** THE PROBLEM **
Starting with the first line of the records and going on through the line with "[[297, 346], [247, 457]]", copy every line exactly, including that last line.

** RECORD SET **
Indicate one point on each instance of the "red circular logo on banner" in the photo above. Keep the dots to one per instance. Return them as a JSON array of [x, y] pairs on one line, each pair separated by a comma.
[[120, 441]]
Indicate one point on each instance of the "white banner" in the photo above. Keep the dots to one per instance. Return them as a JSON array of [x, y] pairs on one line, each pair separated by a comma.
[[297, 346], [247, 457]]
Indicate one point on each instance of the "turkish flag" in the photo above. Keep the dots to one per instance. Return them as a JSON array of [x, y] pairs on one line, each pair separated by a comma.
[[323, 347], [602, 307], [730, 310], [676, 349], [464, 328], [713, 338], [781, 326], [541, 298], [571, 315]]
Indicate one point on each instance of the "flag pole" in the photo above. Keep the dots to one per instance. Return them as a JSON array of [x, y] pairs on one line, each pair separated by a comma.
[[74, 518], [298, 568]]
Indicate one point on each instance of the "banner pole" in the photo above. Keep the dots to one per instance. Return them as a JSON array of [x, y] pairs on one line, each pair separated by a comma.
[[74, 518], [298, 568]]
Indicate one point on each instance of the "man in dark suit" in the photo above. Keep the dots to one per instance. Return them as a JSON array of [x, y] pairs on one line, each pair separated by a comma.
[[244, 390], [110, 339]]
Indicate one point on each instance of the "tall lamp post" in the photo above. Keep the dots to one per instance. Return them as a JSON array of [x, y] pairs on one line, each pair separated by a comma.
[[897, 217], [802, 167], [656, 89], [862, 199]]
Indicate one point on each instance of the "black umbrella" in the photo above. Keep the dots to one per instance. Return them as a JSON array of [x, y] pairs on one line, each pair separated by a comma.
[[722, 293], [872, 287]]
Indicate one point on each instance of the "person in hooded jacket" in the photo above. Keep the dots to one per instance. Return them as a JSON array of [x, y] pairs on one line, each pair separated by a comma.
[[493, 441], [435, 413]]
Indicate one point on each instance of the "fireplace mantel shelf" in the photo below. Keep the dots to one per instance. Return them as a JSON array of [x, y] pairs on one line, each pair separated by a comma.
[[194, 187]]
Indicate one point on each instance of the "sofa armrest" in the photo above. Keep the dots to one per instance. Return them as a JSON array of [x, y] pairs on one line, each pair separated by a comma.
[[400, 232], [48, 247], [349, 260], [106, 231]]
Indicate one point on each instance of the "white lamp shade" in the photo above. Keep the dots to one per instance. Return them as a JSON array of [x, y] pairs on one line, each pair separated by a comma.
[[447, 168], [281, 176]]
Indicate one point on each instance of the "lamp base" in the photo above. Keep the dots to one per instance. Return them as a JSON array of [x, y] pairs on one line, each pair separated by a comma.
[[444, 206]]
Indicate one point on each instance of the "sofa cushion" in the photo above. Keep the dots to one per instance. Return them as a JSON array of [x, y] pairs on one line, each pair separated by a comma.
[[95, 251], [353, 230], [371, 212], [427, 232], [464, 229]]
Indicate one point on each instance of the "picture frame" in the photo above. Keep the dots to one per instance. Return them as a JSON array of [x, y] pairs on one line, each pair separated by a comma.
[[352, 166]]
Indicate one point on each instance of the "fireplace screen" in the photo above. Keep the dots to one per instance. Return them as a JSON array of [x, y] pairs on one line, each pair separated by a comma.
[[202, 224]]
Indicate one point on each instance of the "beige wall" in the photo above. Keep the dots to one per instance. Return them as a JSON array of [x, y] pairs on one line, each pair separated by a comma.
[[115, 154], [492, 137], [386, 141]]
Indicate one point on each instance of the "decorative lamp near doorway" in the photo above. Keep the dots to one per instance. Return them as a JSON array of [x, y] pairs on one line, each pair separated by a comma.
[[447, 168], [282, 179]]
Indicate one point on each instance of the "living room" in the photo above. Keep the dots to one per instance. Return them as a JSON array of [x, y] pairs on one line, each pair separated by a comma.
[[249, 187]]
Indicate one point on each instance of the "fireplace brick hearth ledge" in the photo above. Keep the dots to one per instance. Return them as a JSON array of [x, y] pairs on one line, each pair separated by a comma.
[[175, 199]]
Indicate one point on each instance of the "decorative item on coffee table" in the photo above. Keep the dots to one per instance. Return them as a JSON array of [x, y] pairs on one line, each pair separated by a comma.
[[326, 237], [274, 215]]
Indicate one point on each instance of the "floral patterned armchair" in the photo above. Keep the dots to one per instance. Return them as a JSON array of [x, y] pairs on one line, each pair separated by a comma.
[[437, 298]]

** THE COMPLETED TASK **
Indicate one point on each instance of the "red circular logo on banner" in the photo above. Keep the dots to one per instance. Return them as a JSON array of [x, y] pairs on one line, each pair separated by a comma.
[[120, 441]]
Indicate one point on each instance of the "white banner" in the photo above. Keep the dots to one per instance. Return them as a JSON array of [x, y] pairs on one line, each pair separated by a comma.
[[297, 346], [247, 457]]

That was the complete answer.